*INFORMATION SUPPLIED*.

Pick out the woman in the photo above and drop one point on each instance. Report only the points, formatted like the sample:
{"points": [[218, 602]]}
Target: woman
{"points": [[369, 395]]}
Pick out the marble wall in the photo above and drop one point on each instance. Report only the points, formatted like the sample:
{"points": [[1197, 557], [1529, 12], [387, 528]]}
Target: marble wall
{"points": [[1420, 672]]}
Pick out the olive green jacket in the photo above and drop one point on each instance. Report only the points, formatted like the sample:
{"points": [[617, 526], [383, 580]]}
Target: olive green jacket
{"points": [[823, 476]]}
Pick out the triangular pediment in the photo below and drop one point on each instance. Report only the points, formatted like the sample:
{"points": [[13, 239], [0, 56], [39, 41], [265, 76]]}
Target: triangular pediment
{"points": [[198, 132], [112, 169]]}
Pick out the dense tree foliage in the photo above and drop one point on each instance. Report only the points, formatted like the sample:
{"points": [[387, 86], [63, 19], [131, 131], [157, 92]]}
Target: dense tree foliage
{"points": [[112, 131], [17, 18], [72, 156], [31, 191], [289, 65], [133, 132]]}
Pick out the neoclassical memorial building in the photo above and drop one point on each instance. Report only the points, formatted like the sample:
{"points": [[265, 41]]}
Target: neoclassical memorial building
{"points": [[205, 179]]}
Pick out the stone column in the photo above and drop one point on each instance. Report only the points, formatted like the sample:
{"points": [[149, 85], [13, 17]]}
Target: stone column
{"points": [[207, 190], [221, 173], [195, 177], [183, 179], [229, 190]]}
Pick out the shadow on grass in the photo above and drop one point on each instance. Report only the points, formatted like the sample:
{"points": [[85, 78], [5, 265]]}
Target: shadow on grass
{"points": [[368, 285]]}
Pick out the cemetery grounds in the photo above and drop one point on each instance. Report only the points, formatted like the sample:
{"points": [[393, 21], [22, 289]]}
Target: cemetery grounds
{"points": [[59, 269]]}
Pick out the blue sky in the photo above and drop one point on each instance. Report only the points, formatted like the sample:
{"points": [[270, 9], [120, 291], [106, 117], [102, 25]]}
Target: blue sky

*REQUIREMENT*. Print all the material, keeping every line identical to the original.

*ANSWER TO THIS EXERCISE*.
Pick out the woman in the photo above and drop one point on each instance. Report only the points, formatted like the sample:
{"points": [[218, 602]]}
Target: woman
{"points": [[369, 395]]}
Pick out the marble wall in the photo above and drop one point on each instance. Report only the points, formatted like the sample:
{"points": [[1197, 557], [1529, 12], [387, 528]]}
Target: marble wall
{"points": [[1420, 672]]}
Pick out the olive green jacket in the photo above and drop one point on each instance. Report only the points, formatted like the sample:
{"points": [[617, 526], [383, 580]]}
Target: olive green jacket
{"points": [[823, 476]]}
Pick out the triangular pediment in the photo below and drop one point on each instance. Report only the points, formatted like the sample:
{"points": [[13, 239], [0, 56], [39, 41], [265, 76]]}
Target: triangular pediment
{"points": [[198, 132], [112, 169]]}
Pick out the dense tree foliage in the photo above and drop one point on each instance. Report only the points, formatted like the sample:
{"points": [[387, 86], [63, 19], [131, 131], [157, 92]]}
Target: dense tree foliage
{"points": [[112, 131], [17, 18], [72, 156], [31, 191], [289, 65], [133, 132]]}
Pick out the neoclassical memorial building in the photo above and drop one point on each instance. Report only the points, formatted like the sample:
{"points": [[265, 41]]}
Target: neoclassical memorial building
{"points": [[205, 179]]}
Pick out the stone column in the photo above and drop one point on each instance. Report only the points, formatted like the sample:
{"points": [[149, 85], [13, 17]]}
Target: stone column
{"points": [[207, 190], [221, 173], [195, 177], [183, 179], [229, 190]]}
Pick out the shadow on grass in the photo above and drop one point on each instance. Report only the points, formatted like the sample:
{"points": [[85, 78], [5, 265]]}
Target: shadow on grass
{"points": [[368, 285]]}
Pick out the cemetery grounds in the photo above and drop one point on each instance. Report only the points, formatted like the sample:
{"points": [[393, 21], [22, 289]]}
Target: cemetery grounds
{"points": [[59, 269]]}
Pick out the blue sky in the photo above and drop one point on each instance. Report only the points, formatted like the sample:
{"points": [[270, 9], [120, 291], [106, 117], [102, 25]]}
Target: blue sky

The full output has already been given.